## Prompt
Restate the whole of the material. Keep every word, and drop the pictures.

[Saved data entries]
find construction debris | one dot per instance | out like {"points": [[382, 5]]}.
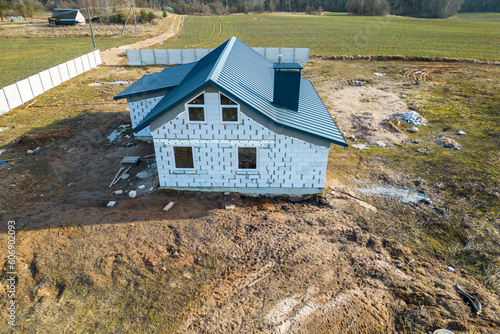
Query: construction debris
{"points": [[169, 206], [475, 304], [411, 117], [126, 163]]}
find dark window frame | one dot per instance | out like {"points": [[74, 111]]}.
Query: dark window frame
{"points": [[239, 163], [222, 106], [174, 155], [190, 105]]}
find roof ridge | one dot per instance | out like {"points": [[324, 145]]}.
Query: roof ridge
{"points": [[214, 74]]}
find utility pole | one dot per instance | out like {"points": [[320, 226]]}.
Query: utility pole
{"points": [[90, 24], [128, 15], [135, 22]]}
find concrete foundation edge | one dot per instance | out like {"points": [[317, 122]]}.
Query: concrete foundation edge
{"points": [[255, 191]]}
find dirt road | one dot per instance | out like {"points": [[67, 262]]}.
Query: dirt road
{"points": [[115, 56]]}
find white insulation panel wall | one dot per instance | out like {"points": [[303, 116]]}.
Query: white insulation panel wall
{"points": [[286, 164], [25, 90]]}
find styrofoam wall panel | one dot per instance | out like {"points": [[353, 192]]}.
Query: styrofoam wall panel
{"points": [[72, 68], [4, 106], [24, 89], [13, 97], [283, 161], [63, 70], [46, 80], [36, 84]]}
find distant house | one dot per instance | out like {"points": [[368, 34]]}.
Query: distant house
{"points": [[234, 121], [14, 18], [67, 17]]}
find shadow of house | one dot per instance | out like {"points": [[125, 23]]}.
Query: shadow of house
{"points": [[67, 17]]}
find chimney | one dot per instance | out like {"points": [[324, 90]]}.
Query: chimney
{"points": [[287, 85]]}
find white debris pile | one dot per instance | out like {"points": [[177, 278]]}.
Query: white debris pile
{"points": [[411, 117]]}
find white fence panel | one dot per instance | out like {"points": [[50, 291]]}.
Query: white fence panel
{"points": [[12, 95], [46, 80], [97, 55], [72, 68], [24, 89], [134, 57], [85, 62], [161, 56], [79, 65], [175, 57], [36, 84], [147, 56], [92, 60], [301, 55], [63, 70], [184, 56], [188, 56], [55, 75], [4, 106]]}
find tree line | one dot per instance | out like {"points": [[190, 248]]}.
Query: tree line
{"points": [[415, 8]]}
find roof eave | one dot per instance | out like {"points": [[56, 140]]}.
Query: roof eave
{"points": [[145, 122], [330, 140], [119, 97]]}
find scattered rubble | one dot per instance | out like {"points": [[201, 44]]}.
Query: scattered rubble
{"points": [[360, 146], [404, 195], [411, 117], [448, 143], [144, 175], [168, 206]]}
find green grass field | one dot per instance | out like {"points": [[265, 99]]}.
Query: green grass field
{"points": [[22, 57], [465, 36]]}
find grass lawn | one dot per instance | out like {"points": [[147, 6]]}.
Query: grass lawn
{"points": [[465, 36], [22, 57]]}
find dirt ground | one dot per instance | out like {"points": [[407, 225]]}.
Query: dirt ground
{"points": [[269, 266]]}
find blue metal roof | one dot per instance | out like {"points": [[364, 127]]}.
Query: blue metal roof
{"points": [[157, 82], [288, 66], [248, 78]]}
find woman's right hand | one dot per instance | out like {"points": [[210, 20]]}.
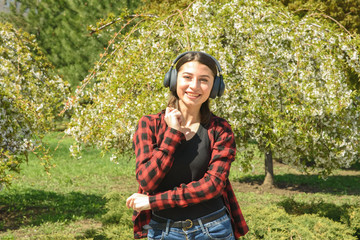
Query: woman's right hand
{"points": [[173, 118]]}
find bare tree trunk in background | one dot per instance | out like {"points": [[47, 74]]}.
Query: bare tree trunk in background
{"points": [[269, 171]]}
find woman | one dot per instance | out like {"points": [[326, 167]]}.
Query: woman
{"points": [[183, 158]]}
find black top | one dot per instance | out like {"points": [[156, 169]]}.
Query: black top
{"points": [[191, 160]]}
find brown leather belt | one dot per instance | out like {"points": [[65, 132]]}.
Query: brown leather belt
{"points": [[185, 225]]}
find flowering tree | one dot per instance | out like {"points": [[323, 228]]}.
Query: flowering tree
{"points": [[30, 96], [286, 82]]}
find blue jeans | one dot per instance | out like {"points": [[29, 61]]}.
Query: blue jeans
{"points": [[219, 229]]}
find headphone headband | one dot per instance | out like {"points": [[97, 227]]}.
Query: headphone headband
{"points": [[214, 59]]}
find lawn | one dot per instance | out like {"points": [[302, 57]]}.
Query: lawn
{"points": [[84, 199]]}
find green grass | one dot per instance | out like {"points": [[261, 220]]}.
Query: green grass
{"points": [[85, 199], [68, 200]]}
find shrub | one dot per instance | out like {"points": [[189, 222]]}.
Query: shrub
{"points": [[30, 97]]}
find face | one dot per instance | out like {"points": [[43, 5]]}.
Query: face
{"points": [[194, 84]]}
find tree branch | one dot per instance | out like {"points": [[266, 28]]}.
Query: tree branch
{"points": [[119, 19]]}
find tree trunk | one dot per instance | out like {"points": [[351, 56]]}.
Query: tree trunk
{"points": [[269, 171]]}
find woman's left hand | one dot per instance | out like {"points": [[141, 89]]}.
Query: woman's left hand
{"points": [[138, 202]]}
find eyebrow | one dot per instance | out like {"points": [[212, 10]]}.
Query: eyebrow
{"points": [[200, 75]]}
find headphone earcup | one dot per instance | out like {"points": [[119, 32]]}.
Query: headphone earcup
{"points": [[173, 79], [167, 78], [218, 87], [222, 87]]}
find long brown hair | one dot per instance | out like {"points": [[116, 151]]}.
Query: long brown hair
{"points": [[205, 112]]}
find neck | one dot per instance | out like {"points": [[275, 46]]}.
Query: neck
{"points": [[190, 115]]}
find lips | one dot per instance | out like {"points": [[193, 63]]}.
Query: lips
{"points": [[192, 95]]}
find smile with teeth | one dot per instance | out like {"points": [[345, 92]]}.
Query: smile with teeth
{"points": [[192, 94]]}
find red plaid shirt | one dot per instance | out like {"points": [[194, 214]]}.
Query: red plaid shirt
{"points": [[155, 144]]}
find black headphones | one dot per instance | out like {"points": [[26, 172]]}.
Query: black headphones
{"points": [[171, 77]]}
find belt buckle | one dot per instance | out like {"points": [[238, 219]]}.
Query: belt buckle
{"points": [[191, 224]]}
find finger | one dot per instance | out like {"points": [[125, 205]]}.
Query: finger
{"points": [[128, 202]]}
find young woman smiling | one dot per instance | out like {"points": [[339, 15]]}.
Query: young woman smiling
{"points": [[183, 158]]}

## The output
find construction debris | one dot per instance | out like {"points": [[382, 5]]}.
Query: construction debris
{"points": [[169, 206], [475, 304], [411, 117], [126, 163]]}
find dark window frame | one dot per instance | out like {"points": [[74, 111]]}.
Query: dark window frame
{"points": [[239, 163], [222, 106], [174, 155], [190, 105]]}
find roof ridge | one dot per instance | out like {"points": [[324, 145]]}.
Query: roof ridge
{"points": [[214, 74]]}
find utility pole | one dot per instance | out like {"points": [[320, 226]]}.
Query: utility pole
{"points": [[90, 24], [128, 15], [135, 22]]}
find concrete foundation edge | one dot per instance | out like {"points": [[317, 122]]}.
Query: concrete foundation edge
{"points": [[255, 191]]}
find dirt road | one dot per instance | out like {"points": [[67, 262]]}.
Query: dirt road
{"points": [[115, 56]]}
find white insulation panel wall | one dot per instance | out like {"points": [[303, 116]]}.
Query: white insulation panel wall
{"points": [[286, 164], [25, 90]]}
find styrofoam wall panel | one dot per instance | out like {"points": [[353, 192]]}.
Query: styrofoam wall panel
{"points": [[72, 68], [4, 106], [24, 89], [13, 97], [283, 161], [63, 70], [46, 80], [36, 84]]}
find distant house | one dot per instance | out like {"points": [[368, 34]]}.
Query: distant house
{"points": [[234, 121], [14, 18], [67, 17]]}
find shadow of house | one dot per instance | out like {"points": [[125, 23]]}.
Query: shadow of house
{"points": [[67, 17]]}
find chimney | one dot per instance | out like {"points": [[324, 90]]}.
Query: chimney
{"points": [[287, 85]]}
find white debris pile | one dot per instance | out like {"points": [[177, 278]]}.
Query: white debris pile
{"points": [[411, 117]]}
find white fence panel | one dot per instance | out like {"points": [[50, 291]]}.
Query: white fence panel
{"points": [[12, 95], [46, 80], [97, 55], [72, 68], [24, 89], [134, 57], [85, 62], [161, 56], [79, 65], [175, 57], [36, 84], [147, 56], [92, 60], [301, 55], [63, 70], [184, 56], [188, 56], [55, 75], [4, 106]]}
find tree line | one dot per instance | out like {"points": [[190, 248]]}.
Query: tree line
{"points": [[415, 8]]}
find roof eave | one dot per instance | out like {"points": [[56, 140]]}.
Query: roof eave
{"points": [[145, 122], [330, 140], [119, 97]]}
find scattered rubble | one dot per instance | out like {"points": [[201, 44]]}.
Query: scattered rubble
{"points": [[360, 146], [404, 195], [411, 117], [448, 143], [144, 175], [168, 206]]}
find green grass field | one dot per instance | out like {"points": [[265, 99]]}.
Query: green grass field
{"points": [[22, 57], [465, 36]]}
find grass lawn | one dot per instance | out like {"points": [[147, 6]]}.
Query: grass lawn
{"points": [[465, 36], [22, 57]]}
find dirt ground | one dot per instance | out like {"points": [[407, 225]]}.
Query: dirt ground
{"points": [[269, 266]]}
find blue metal roof | one dot per instance | out like {"points": [[364, 127]]}.
Query: blue metal roof
{"points": [[157, 82], [288, 66], [248, 78]]}
find woman's right hand | one dot per instance | out like {"points": [[210, 20]]}.
Query: woman's right hand
{"points": [[173, 118]]}
find bare tree trunk in background | one dot per instance | out like {"points": [[47, 74]]}.
Query: bare tree trunk in background
{"points": [[269, 171]]}
find woman | one dot per instance | out like {"points": [[326, 167]]}.
Query: woman
{"points": [[183, 158]]}
find black top | one dot per instance | out like {"points": [[156, 169]]}.
Query: black top
{"points": [[191, 160]]}
find brown leather belt | one dot per instance | out like {"points": [[65, 132]]}.
Query: brown leather belt
{"points": [[185, 225]]}
find flowering tree | one dot per instance | out like {"points": [[323, 228]]}.
Query: flowering tree
{"points": [[30, 96], [286, 82]]}
find blue jeans | one dot per instance | out like {"points": [[29, 61]]}.
Query: blue jeans
{"points": [[219, 229]]}
find headphone headband | one dot per instance | out like {"points": [[97, 227]]}.
Query: headphone headband
{"points": [[214, 59]]}
find lawn | one dot per instance | out like {"points": [[302, 57]]}.
Query: lawn
{"points": [[84, 199]]}
find green grass | one dot per instance | out like {"points": [[261, 220]]}.
Query: green grass
{"points": [[85, 199], [68, 200]]}
find shrub | one dot per instance | out like {"points": [[189, 222]]}.
Query: shrub
{"points": [[30, 97]]}
find face | one dot per instance | out like {"points": [[43, 5]]}.
Query: face
{"points": [[194, 84]]}
find tree branch | one dot per instance | out like {"points": [[266, 28]]}.
Query: tree branch
{"points": [[119, 19]]}
find tree trunk | one dot per instance | out like {"points": [[351, 56]]}.
Query: tree trunk
{"points": [[269, 171]]}
find woman's left hand | one dot per instance | out like {"points": [[141, 89]]}.
Query: woman's left hand
{"points": [[138, 202]]}
find eyebrow | one dot per instance | out like {"points": [[212, 10]]}.
Query: eyebrow
{"points": [[200, 75]]}
find headphone earcup | one dot per instance | out like {"points": [[119, 32]]}.
Query: headphone earcup
{"points": [[173, 79], [167, 78], [218, 87], [222, 87]]}
find long brown hair | one dot per instance | out like {"points": [[116, 151]]}.
Query: long brown hair
{"points": [[205, 112]]}
find neck | one dot per instance | out like {"points": [[275, 46]]}.
Query: neck
{"points": [[190, 115]]}
find lips | one dot per instance | out like {"points": [[193, 63]]}.
Query: lips
{"points": [[192, 95]]}
find smile with teeth | one dot per instance | out like {"points": [[345, 92]]}.
Query: smile with teeth
{"points": [[192, 94]]}
find red plaid shirt | one dot per instance | out like {"points": [[194, 214]]}.
Query: red plaid shirt
{"points": [[155, 144]]}
find black headphones | one dot per instance | out like {"points": [[26, 172]]}.
Query: black headphones
{"points": [[171, 77]]}
find belt buckle | one dot per instance | out like {"points": [[238, 219]]}.
Query: belt buckle
{"points": [[191, 224]]}
find finger | one dot per instance | out like {"points": [[125, 205]]}.
Query: finger
{"points": [[128, 202]]}
find young woman smiling | one dot per instance | out like {"points": [[339, 15]]}.
Query: young woman smiling
{"points": [[183, 158]]}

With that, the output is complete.